» **To do**
1) Decide whether each statement agrees with the face coverings guidance below. Answer yes or no and quote the deciding words. (a) Face coverings can take the place of social distancing. (b) Ferry passengers must wear a face covering on their journey. (c) Members of the public must wear a face mask to attend hospital.
2) Answer these questions from the face coverings guidance below, one line each:
(a) Which body supplied the evidence that face coverings can help reduce the risk of transmission?
(b) Who is now expected to wear a face mask in hospitals?
(c) Which workers in industrial settings are given as an example of those who need surgical masks or respirators?
3) Set down the passage of the face coverings guidance below, starting with "A face covering is" and going on through "to dust hazards.".

*** Document text ***

Evidence from the Scientific Advisory Group for Emergencies (SAGE) has confirmed face coverings can help reduce the risk of transmission if you are suffering from coronavirus, but not showing symptoms.
The government requires face coverings to be worn in more places:
Wearing face coverings is now a requirement of using public transport. Bus, coach, train, tram, ferry and aircraft passengers must wear a face covering on their journey to help reduce the risk of transmission when social distancing is not always possible - with the government also working with operators to ensure staff are provided with face coverings where appropriate.
Everyone working in all areas of the hospital is now expected to wear a face mask, and members of the public are strongly urged to attend hospital wearing a face covering, but a face mask will be provided in emergencies.
If I wear a face mask do I not need to stay socially distant?
Face coverings do not replace social distancing. If you have symptoms of COVID-19 (cough, and/or high temperature, and/or loss of, or change in, your normal sense of smell or taste - anosmia), you and your household must isolate at home: wearing a face covering does not change this. You should arrange to have a test to see if you have COVID-19.
What is the difference between a face covering and mask?
A face covering is not the same as the surgical masks or respirators used by healthcare and other workers as part of personal protective equipment. These should continue to be reserved for those who need them to protect against risks in their workplace, such as health and care workers, and those in industrial settings, like those exposed to dust hazards.

*** End of Document text ***
*** Data shown ***

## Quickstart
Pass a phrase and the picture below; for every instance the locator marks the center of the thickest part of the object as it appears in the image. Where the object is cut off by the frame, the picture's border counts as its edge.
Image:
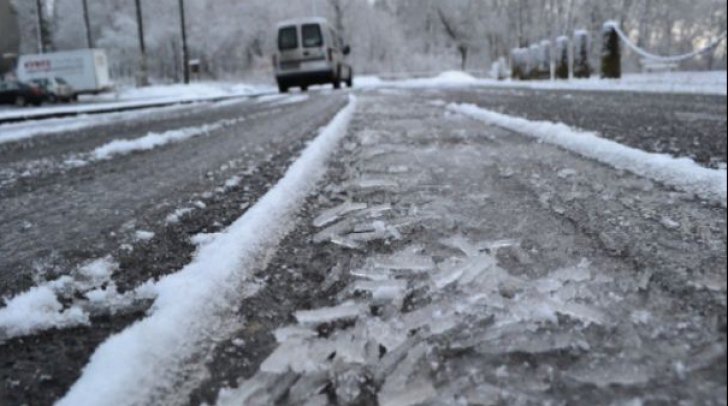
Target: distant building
(9, 37)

*** End of Data shown ***

» **Per-task answers**
1)
(a) No: "Face coverings do not replace social distancing."
(b) Yes: "Bus, coach, train, tram, ferry and aircraft passengers must wear a face covering on their journey"
(c) No: "members of the public are strongly urged to attend hospital wearing a face covering, but a face mask will be provided in emergencies"

2)
(a) The Scientific Advisory Group for Emergencies (SAGE)
(b) Everyone working in all areas of the hospital
(c) Those exposed to dust hazards

3)
A face covering is not the same as the surgical masks or respirators used by healthcare and other workers as part of personal protective equipment. These should continue to be reserved for those who need them to protect against risks in their workplace, such as health and care workers, and those in industrial settings, like those exposed to dust hazards.